Your goal ▸ Could you set down the lines from the first line of the entries below through the line with "each like [41,529].", exactly and with no pictures?

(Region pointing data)
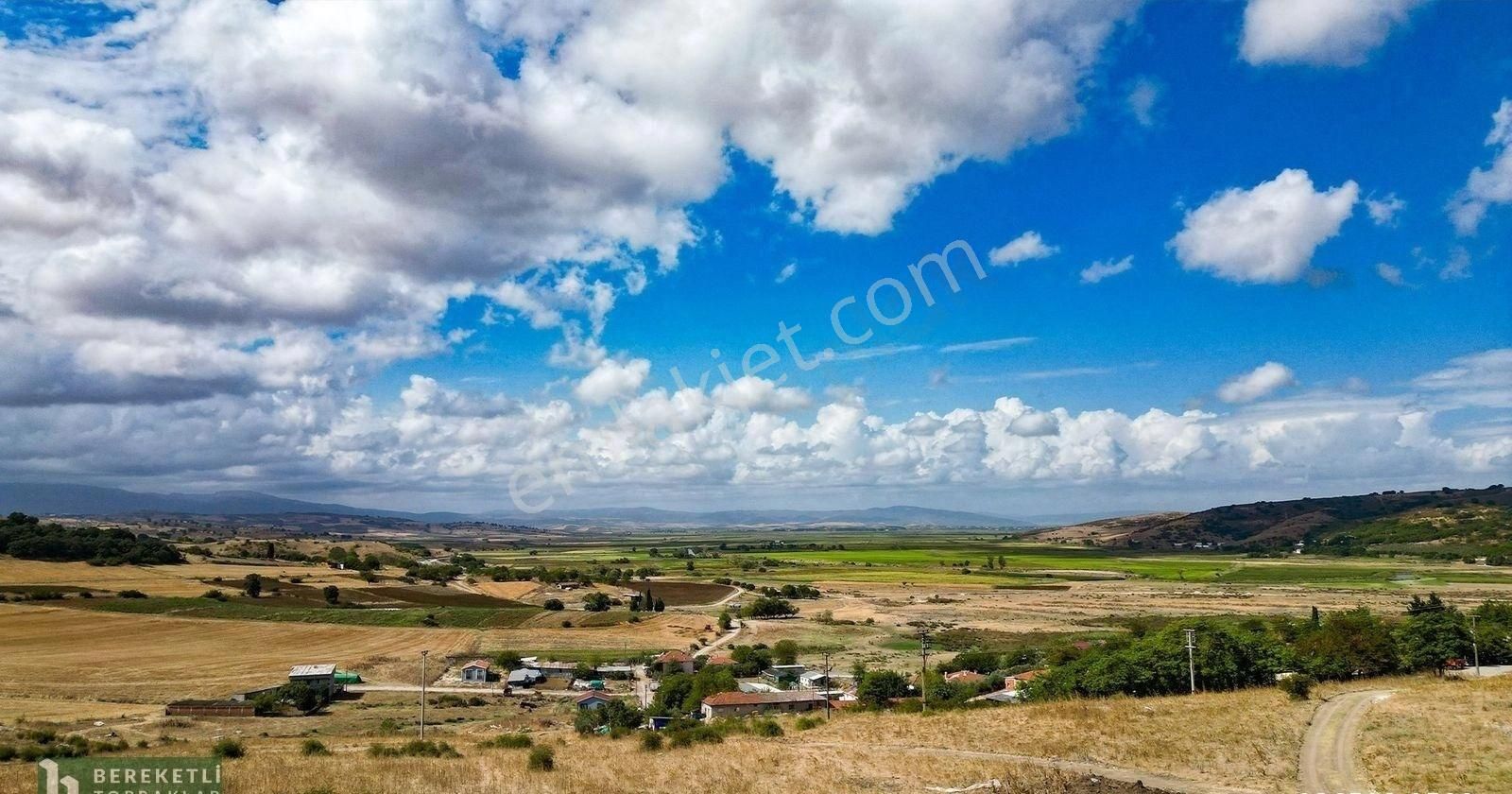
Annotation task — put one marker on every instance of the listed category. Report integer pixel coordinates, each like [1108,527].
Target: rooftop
[756,699]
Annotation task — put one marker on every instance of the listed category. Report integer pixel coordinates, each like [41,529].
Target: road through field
[1156,781]
[1328,751]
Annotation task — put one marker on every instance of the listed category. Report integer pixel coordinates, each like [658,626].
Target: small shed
[675,660]
[319,677]
[593,700]
[476,670]
[525,677]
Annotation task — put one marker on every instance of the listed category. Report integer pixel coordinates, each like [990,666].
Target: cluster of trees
[768,607]
[791,592]
[1353,643]
[26,537]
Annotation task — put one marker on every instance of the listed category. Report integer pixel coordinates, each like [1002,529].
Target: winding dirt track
[1328,751]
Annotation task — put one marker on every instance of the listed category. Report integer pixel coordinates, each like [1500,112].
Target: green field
[460,617]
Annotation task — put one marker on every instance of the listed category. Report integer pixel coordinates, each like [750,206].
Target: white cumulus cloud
[1022,249]
[1264,234]
[1106,269]
[1262,382]
[1491,185]
[1319,32]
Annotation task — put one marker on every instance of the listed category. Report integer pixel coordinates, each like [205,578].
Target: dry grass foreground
[144,658]
[740,766]
[1441,735]
[1242,740]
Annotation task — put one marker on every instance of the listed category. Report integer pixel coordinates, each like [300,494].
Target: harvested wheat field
[1440,735]
[188,579]
[34,710]
[1244,740]
[654,632]
[738,766]
[148,658]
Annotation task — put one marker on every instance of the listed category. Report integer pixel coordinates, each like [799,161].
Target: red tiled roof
[755,699]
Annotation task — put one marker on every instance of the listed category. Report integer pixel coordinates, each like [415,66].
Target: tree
[596,602]
[1433,634]
[1346,645]
[768,607]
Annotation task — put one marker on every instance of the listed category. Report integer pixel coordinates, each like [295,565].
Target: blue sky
[380,354]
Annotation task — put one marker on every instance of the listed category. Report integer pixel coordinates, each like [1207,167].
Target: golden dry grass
[19,710]
[188,579]
[1245,740]
[506,590]
[543,632]
[147,658]
[740,766]
[1441,735]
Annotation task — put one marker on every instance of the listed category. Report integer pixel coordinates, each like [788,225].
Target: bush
[765,728]
[1299,685]
[541,760]
[513,741]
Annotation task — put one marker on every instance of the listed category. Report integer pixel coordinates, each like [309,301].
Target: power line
[1192,665]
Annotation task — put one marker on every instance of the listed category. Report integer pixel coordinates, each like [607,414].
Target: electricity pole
[1192,665]
[1474,643]
[423,655]
[828,684]
[924,672]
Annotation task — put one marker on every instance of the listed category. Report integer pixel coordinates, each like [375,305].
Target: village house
[673,662]
[785,673]
[593,700]
[525,677]
[743,703]
[476,672]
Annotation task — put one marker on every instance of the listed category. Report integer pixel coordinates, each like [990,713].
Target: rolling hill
[1443,519]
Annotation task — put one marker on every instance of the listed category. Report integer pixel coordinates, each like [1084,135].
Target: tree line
[26,537]
[1232,654]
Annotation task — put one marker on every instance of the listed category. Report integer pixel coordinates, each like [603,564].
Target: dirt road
[1328,751]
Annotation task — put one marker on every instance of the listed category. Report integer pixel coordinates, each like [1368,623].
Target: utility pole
[924,672]
[1192,665]
[1474,643]
[423,657]
[828,684]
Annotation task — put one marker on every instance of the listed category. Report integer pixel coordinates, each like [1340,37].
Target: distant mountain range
[91,501]
[1398,521]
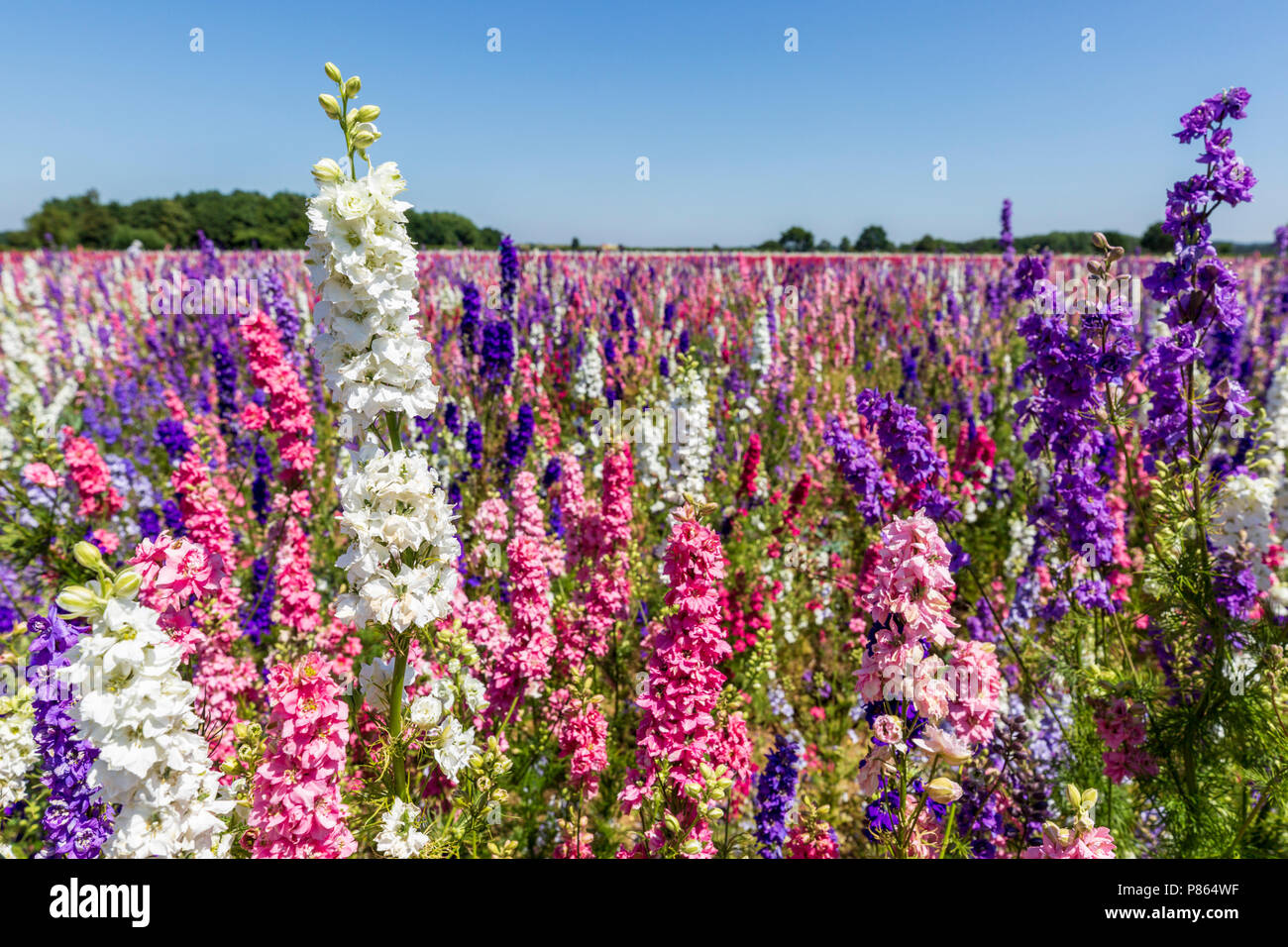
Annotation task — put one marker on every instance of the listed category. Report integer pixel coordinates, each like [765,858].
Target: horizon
[541,140]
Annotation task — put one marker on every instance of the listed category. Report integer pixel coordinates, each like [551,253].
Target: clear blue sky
[743,138]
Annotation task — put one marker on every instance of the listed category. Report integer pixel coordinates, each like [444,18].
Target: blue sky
[743,138]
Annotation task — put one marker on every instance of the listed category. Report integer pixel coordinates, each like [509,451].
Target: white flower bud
[88,556]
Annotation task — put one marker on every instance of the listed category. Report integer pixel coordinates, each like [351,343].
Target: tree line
[241,219]
[874,239]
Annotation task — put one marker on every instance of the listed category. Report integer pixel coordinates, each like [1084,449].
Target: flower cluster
[134,707]
[76,822]
[296,805]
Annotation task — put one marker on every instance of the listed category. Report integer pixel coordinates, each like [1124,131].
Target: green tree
[797,240]
[874,240]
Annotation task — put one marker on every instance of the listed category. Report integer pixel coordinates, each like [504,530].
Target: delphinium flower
[153,764]
[400,835]
[907,447]
[391,502]
[497,352]
[581,733]
[297,607]
[695,436]
[776,793]
[400,560]
[290,412]
[526,661]
[1070,372]
[222,677]
[509,275]
[174,574]
[76,822]
[471,309]
[518,440]
[679,697]
[761,344]
[88,471]
[1197,289]
[296,809]
[910,696]
[588,380]
[1122,725]
[978,698]
[861,471]
[278,303]
[811,836]
[574,840]
[604,543]
[750,467]
[1082,839]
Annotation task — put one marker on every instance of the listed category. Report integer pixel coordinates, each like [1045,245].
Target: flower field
[369,552]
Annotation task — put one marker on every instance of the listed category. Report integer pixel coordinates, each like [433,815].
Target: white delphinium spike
[134,706]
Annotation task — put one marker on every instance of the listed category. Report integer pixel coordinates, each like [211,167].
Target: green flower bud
[943,789]
[76,600]
[128,583]
[326,170]
[88,556]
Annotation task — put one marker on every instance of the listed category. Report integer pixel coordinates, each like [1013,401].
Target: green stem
[395,693]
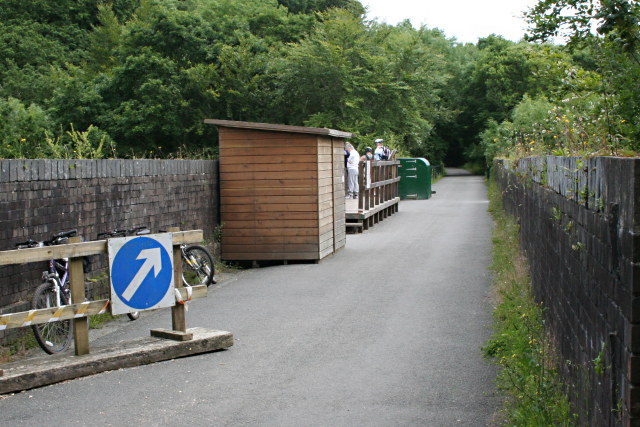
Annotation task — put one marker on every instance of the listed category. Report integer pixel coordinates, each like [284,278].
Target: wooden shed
[281,191]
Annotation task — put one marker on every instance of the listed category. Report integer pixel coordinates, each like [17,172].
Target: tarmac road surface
[387,332]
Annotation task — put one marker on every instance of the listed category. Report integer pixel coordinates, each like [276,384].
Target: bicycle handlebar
[57,239]
[122,232]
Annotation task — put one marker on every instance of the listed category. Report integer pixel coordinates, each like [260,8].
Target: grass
[528,376]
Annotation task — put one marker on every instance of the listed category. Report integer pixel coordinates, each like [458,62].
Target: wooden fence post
[76,284]
[178,316]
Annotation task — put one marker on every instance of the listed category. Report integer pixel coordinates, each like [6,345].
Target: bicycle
[53,337]
[197,265]
[123,232]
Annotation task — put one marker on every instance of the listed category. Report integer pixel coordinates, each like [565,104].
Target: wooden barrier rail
[79,312]
[378,196]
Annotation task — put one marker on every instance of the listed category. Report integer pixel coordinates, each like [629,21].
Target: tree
[614,49]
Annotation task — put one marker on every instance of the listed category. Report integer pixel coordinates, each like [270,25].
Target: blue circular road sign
[141,272]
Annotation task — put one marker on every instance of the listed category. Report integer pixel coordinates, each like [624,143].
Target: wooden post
[178,317]
[76,283]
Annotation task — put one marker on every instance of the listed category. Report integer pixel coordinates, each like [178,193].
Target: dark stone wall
[579,227]
[41,197]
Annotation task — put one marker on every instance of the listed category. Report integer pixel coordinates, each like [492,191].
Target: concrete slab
[40,371]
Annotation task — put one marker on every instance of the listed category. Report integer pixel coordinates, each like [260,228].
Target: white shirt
[378,153]
[353,160]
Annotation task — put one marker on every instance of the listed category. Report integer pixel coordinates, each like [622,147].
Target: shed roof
[279,128]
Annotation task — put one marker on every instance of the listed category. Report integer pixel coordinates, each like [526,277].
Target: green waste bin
[415,178]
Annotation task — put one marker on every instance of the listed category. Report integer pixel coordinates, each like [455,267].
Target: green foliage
[22,129]
[147,73]
[90,144]
[528,368]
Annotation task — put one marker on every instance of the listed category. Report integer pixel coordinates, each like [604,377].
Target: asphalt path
[387,332]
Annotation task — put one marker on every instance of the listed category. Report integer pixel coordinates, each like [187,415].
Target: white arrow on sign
[153,260]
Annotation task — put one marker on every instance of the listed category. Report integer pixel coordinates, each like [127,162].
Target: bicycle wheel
[197,266]
[53,337]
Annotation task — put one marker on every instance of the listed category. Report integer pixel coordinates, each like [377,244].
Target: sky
[466,20]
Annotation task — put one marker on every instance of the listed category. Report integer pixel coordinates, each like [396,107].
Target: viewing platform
[378,198]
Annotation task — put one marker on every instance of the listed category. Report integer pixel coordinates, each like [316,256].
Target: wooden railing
[379,184]
[81,309]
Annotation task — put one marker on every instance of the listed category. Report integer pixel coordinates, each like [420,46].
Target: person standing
[380,154]
[353,162]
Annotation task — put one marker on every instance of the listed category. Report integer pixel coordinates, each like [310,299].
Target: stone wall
[580,228]
[41,197]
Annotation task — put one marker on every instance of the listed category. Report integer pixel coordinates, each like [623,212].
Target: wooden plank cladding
[281,190]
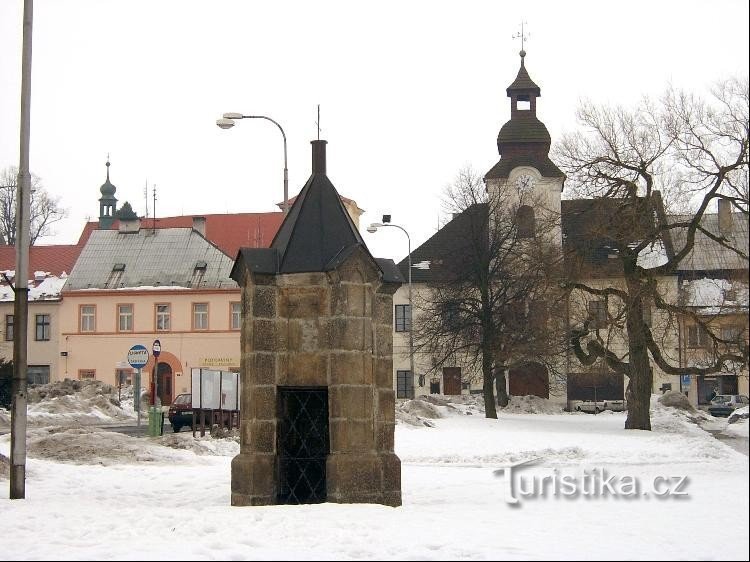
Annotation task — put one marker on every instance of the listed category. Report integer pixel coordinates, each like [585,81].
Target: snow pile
[94,446]
[739,414]
[531,405]
[201,446]
[671,418]
[676,399]
[79,402]
[421,410]
[739,429]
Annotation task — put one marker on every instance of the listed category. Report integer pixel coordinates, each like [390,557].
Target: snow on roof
[653,255]
[40,289]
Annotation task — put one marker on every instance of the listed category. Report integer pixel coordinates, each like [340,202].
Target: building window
[162,317]
[200,316]
[37,374]
[124,317]
[526,222]
[403,318]
[731,333]
[404,384]
[87,312]
[42,327]
[86,374]
[598,314]
[236,315]
[9,323]
[697,336]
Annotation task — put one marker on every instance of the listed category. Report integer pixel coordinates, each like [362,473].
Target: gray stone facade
[331,329]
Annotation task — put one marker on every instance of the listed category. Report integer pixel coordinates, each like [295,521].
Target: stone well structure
[317,391]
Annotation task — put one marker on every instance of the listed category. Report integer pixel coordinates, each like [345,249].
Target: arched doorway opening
[164,383]
[529,379]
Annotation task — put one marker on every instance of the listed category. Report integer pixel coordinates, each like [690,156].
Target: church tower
[524,143]
[107,203]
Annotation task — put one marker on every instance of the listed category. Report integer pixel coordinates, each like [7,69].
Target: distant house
[713,283]
[135,285]
[48,270]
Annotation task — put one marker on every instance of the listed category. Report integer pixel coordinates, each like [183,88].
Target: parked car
[723,405]
[180,412]
[594,407]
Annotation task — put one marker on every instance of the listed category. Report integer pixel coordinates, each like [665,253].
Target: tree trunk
[502,394]
[641,375]
[489,395]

Task answer ▸
Annotation task — put one marker on every instance of the listed category. Report integer pixel coordinates, each like [1108,527].
Target: rooftop
[756,699]
Annotation task — put one marker on every instance of the listed category. Report integer pixel coordinates, each like [41,529].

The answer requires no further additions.